(Stored data entries)
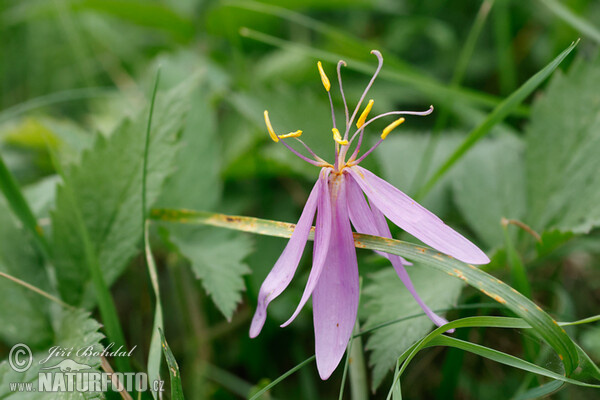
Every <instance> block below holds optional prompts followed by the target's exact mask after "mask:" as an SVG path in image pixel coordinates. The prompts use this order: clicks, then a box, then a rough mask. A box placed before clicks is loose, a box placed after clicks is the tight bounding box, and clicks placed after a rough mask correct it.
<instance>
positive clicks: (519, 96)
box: [417, 41, 579, 199]
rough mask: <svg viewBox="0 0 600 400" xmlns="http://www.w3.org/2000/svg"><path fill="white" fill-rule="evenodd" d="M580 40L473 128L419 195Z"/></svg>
mask: <svg viewBox="0 0 600 400" xmlns="http://www.w3.org/2000/svg"><path fill="white" fill-rule="evenodd" d="M577 43H579V41H577V42H574V43H572V44H571V45H570V46H569V47H567V48H566V49H565V50H564V51H563V52H562V53H560V54H559V55H558V56H556V58H555V59H554V60H552V61H551V62H550V63H549V64H548V65H546V66H545V67H544V68H542V69H541V70H539V71H538V72H537V73H536V74H535V75H533V76H532V77H531V78H529V79H528V80H527V81H526V82H525V83H524V84H523V85H521V87H519V88H518V89H517V90H515V91H514V92H513V93H512V94H511V95H510V96H508V97H507V98H506V99H505V100H504V101H502V103H500V104H499V105H498V106H496V108H494V110H492V112H491V113H489V115H488V116H487V117H486V118H485V120H483V122H482V123H481V124H479V125H478V126H477V127H476V128H475V129H473V130H472V131H471V132H470V133H469V135H468V136H467V137H466V138H465V139H464V141H463V142H462V143H461V145H460V146H459V147H458V148H457V149H456V150H455V151H454V152H453V153H452V155H451V156H450V157H448V158H447V159H446V160H445V161H444V163H443V164H442V166H441V167H440V168H438V169H437V170H436V171H435V173H434V174H433V176H432V177H431V178H430V179H429V180H428V181H427V183H425V185H424V186H423V187H422V189H421V190H420V192H419V196H417V199H418V198H419V197H422V196H423V195H425V194H426V193H427V192H428V191H429V190H431V189H432V188H433V186H434V185H435V183H436V182H437V181H438V180H439V179H440V178H442V177H443V176H444V175H445V174H446V173H447V172H448V171H449V170H450V169H451V168H452V167H453V166H454V165H455V164H456V162H458V161H459V160H460V159H461V158H462V157H463V156H464V155H465V153H467V152H468V151H469V150H470V149H471V148H472V147H473V145H475V143H477V142H478V141H480V140H481V139H482V138H483V137H485V136H486V135H487V134H488V133H490V132H491V130H492V128H493V127H494V126H496V125H497V124H499V123H500V122H502V121H503V120H504V118H506V117H507V116H508V114H509V113H510V112H511V111H512V110H513V109H514V108H515V107H517V106H519V105H520V104H521V103H522V102H523V101H524V100H525V99H526V98H527V97H528V96H529V95H530V94H531V93H532V92H533V91H534V90H535V89H536V88H537V87H538V86H539V85H541V84H542V82H544V81H545V80H546V78H548V76H550V74H552V72H554V70H555V69H556V68H558V66H559V65H560V63H562V61H563V60H564V59H565V58H566V57H567V56H568V55H569V54H570V53H571V51H573V49H574V48H575V46H577Z"/></svg>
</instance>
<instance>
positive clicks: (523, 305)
mask: <svg viewBox="0 0 600 400" xmlns="http://www.w3.org/2000/svg"><path fill="white" fill-rule="evenodd" d="M152 218H154V219H156V220H161V221H171V222H180V223H185V224H201V225H212V226H220V227H224V228H229V229H235V230H240V231H245V232H252V233H257V234H261V235H269V236H278V237H285V238H289V237H290V236H291V234H292V232H293V230H294V227H295V226H294V225H293V224H287V223H284V222H279V221H270V220H264V219H259V218H252V217H240V216H229V215H223V214H214V213H208V212H201V211H189V210H153V211H152ZM309 239H311V240H312V239H314V237H313V235H312V234H311V235H309ZM354 239H355V241H354V245H355V247H357V248H367V249H371V250H377V251H383V252H386V253H390V254H396V255H399V256H402V257H405V258H407V259H408V260H411V261H414V262H422V263H423V265H427V266H429V267H431V268H434V269H437V270H439V271H442V272H444V273H446V274H448V275H451V276H453V277H455V278H458V279H461V280H462V281H464V282H465V283H467V284H468V285H471V286H473V287H474V288H476V289H477V290H479V291H481V292H482V293H484V294H485V295H487V296H488V297H490V298H492V299H494V300H495V301H497V302H498V303H500V304H503V305H504V306H505V307H507V308H508V309H510V310H511V311H513V312H514V313H515V314H517V315H518V316H520V317H521V318H522V319H523V320H524V321H525V322H526V323H527V324H529V325H530V326H531V327H532V328H533V329H534V331H535V333H536V334H537V335H538V336H539V337H541V338H542V339H543V340H544V341H545V342H546V343H548V344H549V345H550V346H551V347H552V348H553V349H554V351H556V353H557V354H558V355H559V358H560V359H561V361H562V363H563V365H564V368H565V372H566V374H567V375H570V374H571V373H573V371H574V370H575V368H576V367H577V365H578V363H579V354H578V350H577V348H576V345H575V343H574V342H573V341H572V340H571V339H570V338H569V336H568V335H567V333H566V332H565V331H564V329H563V328H561V327H560V326H559V325H558V324H557V322H556V321H555V320H554V319H553V318H552V317H551V316H550V315H548V314H547V313H546V312H544V310H542V309H541V308H540V307H539V306H538V305H536V304H535V303H534V302H533V301H531V300H530V299H528V298H526V297H525V296H523V295H522V294H521V293H519V292H518V291H516V290H514V289H513V288H511V287H510V286H508V285H507V284H505V283H504V282H502V281H501V280H499V279H497V278H495V277H493V276H492V275H490V274H488V273H486V272H485V271H482V270H481V269H479V268H477V267H476V266H474V265H471V264H464V263H462V262H460V261H458V260H456V259H454V258H452V257H449V256H446V255H444V254H441V253H439V252H436V251H435V250H432V249H430V248H427V247H425V246H418V245H415V244H412V243H407V242H402V241H399V240H395V239H386V238H381V237H377V236H371V235H363V234H358V233H355V234H354Z"/></svg>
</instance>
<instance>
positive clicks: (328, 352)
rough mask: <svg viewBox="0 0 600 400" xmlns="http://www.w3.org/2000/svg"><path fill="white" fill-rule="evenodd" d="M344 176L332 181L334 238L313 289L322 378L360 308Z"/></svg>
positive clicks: (357, 281)
mask: <svg viewBox="0 0 600 400" xmlns="http://www.w3.org/2000/svg"><path fill="white" fill-rule="evenodd" d="M344 180H345V177H344V175H336V176H334V178H332V182H331V183H330V192H331V198H332V208H333V215H332V224H331V237H332V240H331V242H330V245H329V251H328V252H327V258H326V260H325V266H326V268H324V269H323V271H322V272H321V276H320V277H319V280H318V282H317V285H316V287H315V290H314V292H313V322H314V326H315V353H316V358H317V369H318V370H319V375H320V376H321V379H323V380H325V379H327V378H329V376H331V374H332V373H333V371H334V370H335V368H336V367H337V366H338V364H339V362H340V360H341V359H342V356H343V355H344V352H345V350H346V346H347V345H348V340H349V339H350V336H351V335H352V329H353V328H354V323H355V322H356V315H357V311H358V297H359V293H358V292H359V282H358V265H357V262H356V251H355V249H354V238H353V236H352V228H351V227H350V221H349V219H348V210H347V204H346V193H345V183H344Z"/></svg>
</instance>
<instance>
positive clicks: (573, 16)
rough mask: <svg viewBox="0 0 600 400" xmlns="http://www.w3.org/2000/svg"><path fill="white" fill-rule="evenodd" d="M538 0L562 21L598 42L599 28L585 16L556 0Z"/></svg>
mask: <svg viewBox="0 0 600 400" xmlns="http://www.w3.org/2000/svg"><path fill="white" fill-rule="evenodd" d="M540 2H541V3H542V4H543V5H545V6H546V7H548V9H549V10H550V11H552V13H554V15H556V16H557V17H558V18H560V19H562V20H563V21H564V22H566V23H567V24H569V25H570V26H571V27H573V28H575V29H576V30H577V31H578V32H580V33H581V34H583V35H584V36H587V37H589V38H590V39H592V40H593V41H595V42H596V43H600V29H598V28H596V27H595V26H594V25H592V24H591V23H590V22H588V21H587V20H586V19H585V18H582V17H580V16H579V15H577V14H575V13H574V12H573V11H571V10H570V9H569V8H568V7H567V6H565V5H563V4H561V3H559V2H558V1H556V0H540Z"/></svg>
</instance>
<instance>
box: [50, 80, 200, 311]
mask: <svg viewBox="0 0 600 400" xmlns="http://www.w3.org/2000/svg"><path fill="white" fill-rule="evenodd" d="M191 86H193V85H190V84H189V83H188V84H187V85H185V86H184V85H182V86H180V87H178V88H176V89H174V90H172V91H170V92H169V93H167V94H165V95H160V96H159V100H158V101H157V105H156V111H155V114H154V123H153V129H152V135H151V138H152V140H151V143H150V149H149V162H148V185H147V198H148V204H152V203H153V202H154V201H155V200H156V198H157V197H158V195H159V193H160V189H161V186H162V184H163V182H164V180H165V179H166V177H167V176H168V174H169V173H170V172H171V165H172V160H173V159H174V157H175V154H176V145H175V138H176V134H177V133H178V131H179V130H180V129H181V126H182V123H183V122H184V120H185V114H186V111H187V106H188V101H187V97H188V94H189V92H190V90H191ZM146 118H147V112H142V113H140V115H139V116H138V117H137V118H136V119H135V121H131V120H128V119H126V120H125V121H123V122H122V123H121V124H120V125H119V126H118V127H117V129H116V130H115V131H114V132H113V133H112V135H110V136H109V137H105V136H102V135H98V137H97V140H96V143H95V144H94V146H93V148H92V149H91V150H90V151H87V152H85V153H84V154H83V156H82V160H81V163H80V164H79V165H76V166H72V167H70V168H69V169H68V170H67V171H66V172H65V174H64V175H65V176H64V181H65V183H64V184H63V185H61V186H60V187H59V188H58V191H57V198H56V209H55V210H54V211H53V212H52V229H53V242H54V243H53V246H54V252H55V259H56V262H55V264H56V273H57V278H58V283H59V290H60V292H61V295H62V296H63V297H64V299H65V300H66V301H68V302H70V303H72V304H78V303H80V302H81V301H82V297H83V295H84V293H85V291H86V290H88V291H89V289H90V288H89V287H87V288H86V286H89V274H88V270H87V269H86V268H85V267H84V266H82V264H81V260H83V259H85V257H84V251H83V245H82V243H81V240H80V237H79V235H78V232H79V229H77V228H76V226H75V225H76V221H75V220H76V219H75V218H74V216H73V210H74V209H77V210H79V212H80V213H81V217H82V219H83V222H84V224H85V228H86V229H87V231H88V233H89V237H90V241H91V243H92V245H93V247H94V251H95V253H96V256H97V258H98V261H99V264H100V268H101V269H102V271H103V273H104V279H105V280H106V282H107V283H108V284H109V285H110V283H111V282H113V281H114V280H115V279H116V277H117V276H118V275H119V274H120V273H121V272H122V270H123V268H124V266H125V263H126V262H127V261H128V260H129V259H130V258H131V257H132V256H133V255H134V254H135V253H136V251H137V250H138V248H137V247H138V244H139V241H140V239H141V237H142V224H141V221H142V206H141V192H142V162H143V154H144V140H145V135H144V134H145V125H146ZM65 185H68V187H66V186H65ZM69 192H70V193H72V194H73V195H69ZM88 294H89V293H88Z"/></svg>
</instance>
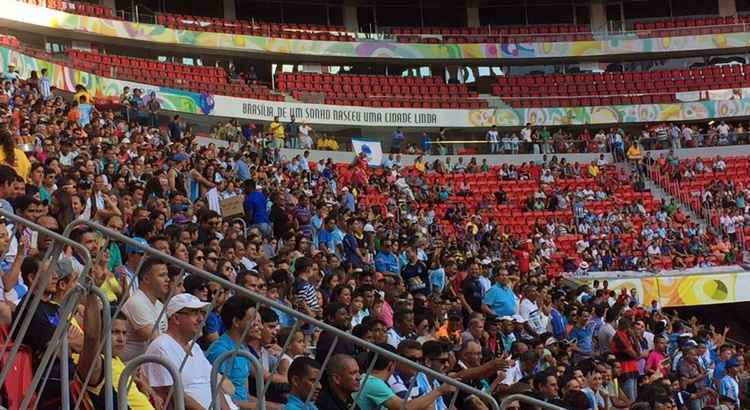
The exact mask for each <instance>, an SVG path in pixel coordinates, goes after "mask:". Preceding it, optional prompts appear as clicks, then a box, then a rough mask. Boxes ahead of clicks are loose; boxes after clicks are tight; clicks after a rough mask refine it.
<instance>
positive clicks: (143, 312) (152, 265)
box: [122, 257, 169, 360]
mask: <svg viewBox="0 0 750 410" xmlns="http://www.w3.org/2000/svg"><path fill="white" fill-rule="evenodd" d="M168 293H169V273H168V270H167V265H166V264H165V263H164V262H162V261H160V260H159V259H156V258H152V257H149V258H146V260H145V261H143V265H142V266H141V269H140V270H139V271H138V289H137V290H135V291H134V292H133V293H132V294H131V295H130V297H129V298H128V300H127V301H126V302H125V304H124V305H123V306H122V312H123V313H124V314H125V316H127V317H128V323H129V326H128V337H127V345H126V348H125V351H124V352H123V358H124V359H125V360H130V359H132V358H133V357H136V356H138V355H141V354H143V352H144V351H145V350H146V348H147V346H148V343H149V342H150V341H151V340H153V338H154V337H156V336H158V335H159V334H160V333H163V332H164V331H165V330H167V322H166V318H165V317H164V316H163V315H161V311H162V309H163V308H164V305H162V303H161V300H163V299H164V298H166V297H167V294H168ZM160 316H161V319H160V320H159V322H158V323H157V319H159V317H160Z"/></svg>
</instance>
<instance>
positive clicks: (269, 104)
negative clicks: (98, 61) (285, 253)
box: [0, 47, 750, 128]
mask: <svg viewBox="0 0 750 410" xmlns="http://www.w3.org/2000/svg"><path fill="white" fill-rule="evenodd" d="M0 60H1V61H0V68H2V69H6V68H7V66H8V63H13V64H14V65H15V66H16V67H17V68H18V69H19V71H20V72H21V74H22V76H24V77H26V76H28V75H29V73H30V72H31V71H32V70H37V71H39V70H41V69H42V68H47V70H48V71H49V76H50V80H51V82H52V85H53V86H55V87H57V88H60V89H64V90H67V91H72V90H73V89H74V87H75V85H76V84H83V85H84V86H86V88H87V89H88V90H89V91H90V92H91V93H93V94H94V95H97V96H118V95H119V94H120V92H121V90H122V88H123V87H125V86H129V87H130V88H136V87H137V88H140V89H143V90H144V92H145V93H146V94H150V93H151V92H152V91H154V92H155V93H156V95H157V97H158V98H159V101H160V102H161V105H162V108H163V109H165V110H170V111H178V112H182V113H188V114H207V115H216V116H220V117H231V118H240V119H246V120H253V121H271V120H273V117H274V116H279V117H280V119H281V120H288V119H289V117H290V116H291V115H295V116H296V117H297V120H298V121H307V122H309V123H311V124H330V125H350V126H363V127H366V126H385V127H390V126H393V127H415V128H425V127H429V128H435V127H451V128H460V127H464V128H467V127H489V126H491V125H492V124H497V125H498V126H502V127H509V126H513V127H519V126H523V125H524V124H526V123H527V122H529V123H531V124H534V125H536V126H543V125H544V126H560V125H602V124H615V123H636V122H662V121H666V122H670V121H684V120H703V119H709V118H725V117H745V116H750V98H748V99H734V100H726V101H696V102H687V103H674V104H650V105H617V106H598V107H572V108H515V109H514V108H497V109H480V110H446V109H397V108H390V109H389V108H371V107H347V106H337V105H322V104H304V103H287V102H274V101H265V100H252V99H247V98H237V97H227V96H219V95H216V96H214V95H208V94H201V93H195V92H190V91H183V90H176V89H172V88H165V87H158V86H153V85H148V84H139V83H134V82H130V81H122V80H115V79H111V78H106V77H100V76H97V75H94V74H91V73H87V72H84V71H79V70H76V69H72V68H69V67H65V66H62V65H60V64H57V63H52V62H49V61H44V60H40V59H37V58H34V57H31V56H28V55H25V54H21V53H19V52H17V51H15V50H11V49H8V48H5V47H0Z"/></svg>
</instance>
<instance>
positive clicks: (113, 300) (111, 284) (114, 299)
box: [100, 275, 122, 302]
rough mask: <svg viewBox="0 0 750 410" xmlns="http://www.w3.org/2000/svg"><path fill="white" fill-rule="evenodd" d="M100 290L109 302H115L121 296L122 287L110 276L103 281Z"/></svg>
mask: <svg viewBox="0 0 750 410" xmlns="http://www.w3.org/2000/svg"><path fill="white" fill-rule="evenodd" d="M100 288H101V290H102V291H103V292H104V294H105V295H107V299H108V300H109V301H110V302H117V297H118V295H121V294H122V286H120V281H118V280H117V278H116V277H114V276H113V275H110V276H109V277H108V278H107V279H105V280H104V283H102V286H101V287H100Z"/></svg>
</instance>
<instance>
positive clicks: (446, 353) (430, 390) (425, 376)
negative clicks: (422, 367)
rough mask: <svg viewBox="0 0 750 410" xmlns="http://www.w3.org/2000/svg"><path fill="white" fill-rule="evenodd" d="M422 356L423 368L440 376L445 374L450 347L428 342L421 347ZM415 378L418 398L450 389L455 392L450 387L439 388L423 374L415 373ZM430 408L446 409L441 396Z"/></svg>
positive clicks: (453, 388)
mask: <svg viewBox="0 0 750 410" xmlns="http://www.w3.org/2000/svg"><path fill="white" fill-rule="evenodd" d="M422 356H423V357H424V365H425V366H427V367H429V368H430V369H432V370H434V371H436V372H438V373H440V374H447V372H448V369H449V368H450V362H451V358H450V346H449V345H448V344H446V343H444V342H440V341H437V340H429V341H427V342H425V343H424V344H423V345H422ZM416 378H417V379H416V385H417V389H419V395H420V396H425V395H429V394H430V393H432V392H433V391H441V390H451V389H452V391H455V388H453V387H452V386H451V389H448V388H445V387H441V384H440V382H438V381H437V380H433V379H432V378H431V377H429V376H427V375H426V374H424V373H417V376H416ZM443 393H445V392H443ZM431 408H432V409H434V410H447V409H448V406H447V404H446V403H445V401H444V400H443V397H442V394H441V395H440V396H438V397H437V398H435V401H434V402H433V404H432V406H431Z"/></svg>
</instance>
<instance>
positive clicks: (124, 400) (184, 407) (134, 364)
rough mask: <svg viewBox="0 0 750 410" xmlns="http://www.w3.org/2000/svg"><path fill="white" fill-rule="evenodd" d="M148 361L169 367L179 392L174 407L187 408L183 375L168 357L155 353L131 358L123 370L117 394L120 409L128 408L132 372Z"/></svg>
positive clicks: (167, 367)
mask: <svg viewBox="0 0 750 410" xmlns="http://www.w3.org/2000/svg"><path fill="white" fill-rule="evenodd" d="M146 362H150V363H157V364H160V365H162V366H164V367H165V368H166V369H167V371H168V372H169V374H170V376H172V384H173V387H174V390H175V391H176V392H177V394H175V395H174V408H175V410H185V390H184V389H183V388H182V376H181V375H180V372H178V371H177V369H176V368H175V367H174V365H173V364H172V363H170V362H169V360H167V359H166V358H163V357H160V356H154V355H145V356H139V357H135V358H133V359H131V360H130V361H129V362H128V365H127V366H125V369H123V370H122V374H120V382H119V383H117V391H118V392H121V393H120V394H119V395H118V396H117V408H118V410H127V409H128V395H127V389H128V379H130V374H131V373H133V371H135V369H137V368H138V367H139V366H140V365H142V364H143V363H146Z"/></svg>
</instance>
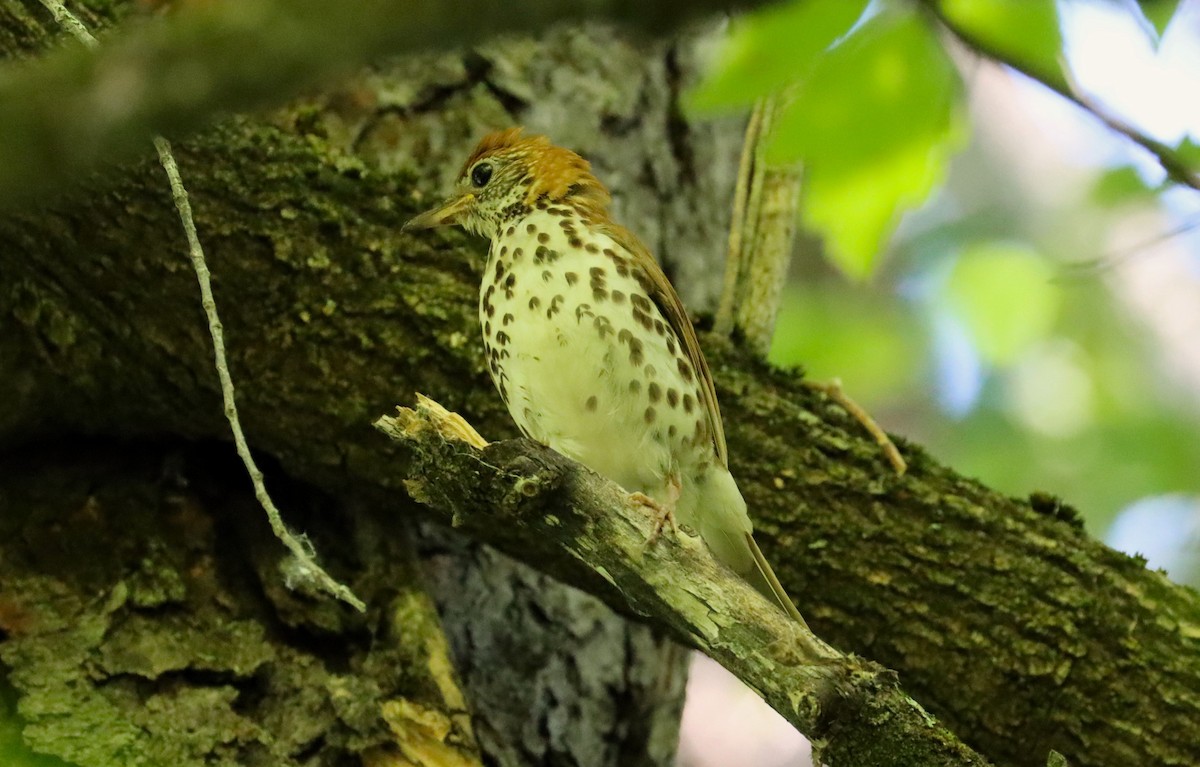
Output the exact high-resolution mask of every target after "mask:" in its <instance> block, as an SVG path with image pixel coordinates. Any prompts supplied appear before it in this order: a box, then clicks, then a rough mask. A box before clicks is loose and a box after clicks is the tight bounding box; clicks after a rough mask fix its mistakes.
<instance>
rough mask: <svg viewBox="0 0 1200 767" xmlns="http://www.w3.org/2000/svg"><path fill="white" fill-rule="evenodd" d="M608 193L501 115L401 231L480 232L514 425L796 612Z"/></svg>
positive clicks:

Task brief
Rewrite the items from the start through the line with "box: [417, 41, 579, 199]", substituting "taps" for "clicks" each time and leaving everything else unchanged. Omit the pictures.

Reply
Every <instance> block below holds optional prompts followed by the target's exact mask after "mask:" as an SVG path in image pixel coordinates. The prompts use this order: taps, then a box, then a rough mask. A box placed before taps is loose, a box placed after taps is the tight bounding box, and taps placed after a rough mask correct it.
<instance>
positive taps: (519, 96)
box: [417, 41, 579, 199]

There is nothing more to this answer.